• **DOCUMENT PASSAGE**:
<<<<
So. That outcome duly noted. I critically appraised the job I was in. And I’m not in it for love. Not satisfaction.  Just the money. So I began searching around for a new job.

I carried out a Future Basing session on myself and BF and we decided to focus our ten year plan on a business idea of his. Property Automation. For those of you with no idea what that is, in brief, it is a tailored to you service, enabling everything in your home to be controlled by a hand held device. So you can close curtains, turn up/down heating, see who is at your front door, locate a film/song/recipe/photograph, listen to music, adjust the lighting, all from your phone /tablet / pc. Its kinda cool. 

Built into this empire building was the need for us to develop properties to generate capital to invest with and to use as ever increasingly more impressive show homes. I swore to keep up my creative work for my own sanity, identity and satisfaction. Mostly in the form of writing (I am writing a book this year you know!) blogging and artistic commissions. 
It  was a very exciting plan to brew up. All from our own minds, to paper with our own hands. Using nothing but passion and a pen. 

I also made a request. When we get to the end of this marvellous and ambitious ten year plan and we are doing this Future Basing process again for the following years, can we travel? Can we see the world? I miss it so much. Not just breaks and holidays. But back packing, leaving home, travelling. 
I would love to give something back to the world too. Help in third world countries with teaching children, or vaccinations. Although you can keep. Me.the.hell.away.from.war.
>>>>
• **LISTED ENTRIES**:
<<<<
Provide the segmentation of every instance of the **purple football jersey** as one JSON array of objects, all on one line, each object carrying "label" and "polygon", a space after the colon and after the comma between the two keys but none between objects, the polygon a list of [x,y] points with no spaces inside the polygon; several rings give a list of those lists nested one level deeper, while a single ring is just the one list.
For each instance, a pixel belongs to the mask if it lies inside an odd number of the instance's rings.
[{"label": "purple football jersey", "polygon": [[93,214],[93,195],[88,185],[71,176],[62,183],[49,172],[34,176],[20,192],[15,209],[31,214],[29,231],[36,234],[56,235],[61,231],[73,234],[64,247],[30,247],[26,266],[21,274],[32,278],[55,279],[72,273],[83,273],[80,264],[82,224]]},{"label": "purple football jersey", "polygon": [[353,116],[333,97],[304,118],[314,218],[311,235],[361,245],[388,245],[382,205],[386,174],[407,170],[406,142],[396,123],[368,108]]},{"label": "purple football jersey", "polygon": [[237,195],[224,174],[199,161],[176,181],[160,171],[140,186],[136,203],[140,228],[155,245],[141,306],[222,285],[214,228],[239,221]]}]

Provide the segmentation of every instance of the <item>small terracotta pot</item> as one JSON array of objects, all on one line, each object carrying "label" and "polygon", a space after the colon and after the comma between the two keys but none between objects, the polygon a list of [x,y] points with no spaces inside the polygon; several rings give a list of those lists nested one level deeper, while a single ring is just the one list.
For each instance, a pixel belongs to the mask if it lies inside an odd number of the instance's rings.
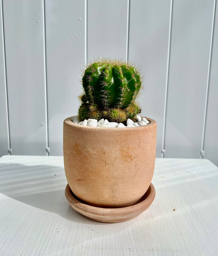
[{"label": "small terracotta pot", "polygon": [[157,123],[120,128],[63,123],[64,168],[74,194],[104,208],[133,205],[145,193],[154,173]]}]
>>>>
• **WHAT YOU NEED TO DO**:
a - In the blog post about a ten-year plan, condense the paragraph starting "I carried out a Future Basing session" into a short list that keeps its main facts.
b - According to the blog post, what is the writer writing this year?
The records aren't needed for this work.

• **RESPONSE LIST**:
a -
- The writer ran a Future Basing session with BF, and they decided to center their ten-year plan on his business idea, Property Automation.
- Property Automation is a service tailored to the customer that lets everything in the home be controlled from a handheld device.
- From a phone, tablet or PC, a user can close curtains, adjust heating, see who is at the front door, find a film, song, recipe or photograph, play music and change the lighting.

b - A book.